— Exercise task —
Copy each of the items below word for word, keeping every line as it stands.

— Supplied material —
--- begin ---

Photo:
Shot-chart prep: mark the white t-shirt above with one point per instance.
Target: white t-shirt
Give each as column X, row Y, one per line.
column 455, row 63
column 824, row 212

--- end ---

— Solution to this exercise —
Photo:
Shot-chart prep: mark the white t-shirt above with one point per instance.
Target: white t-shirt
Give each as column X, row Y, one per line.
column 455, row 63
column 824, row 212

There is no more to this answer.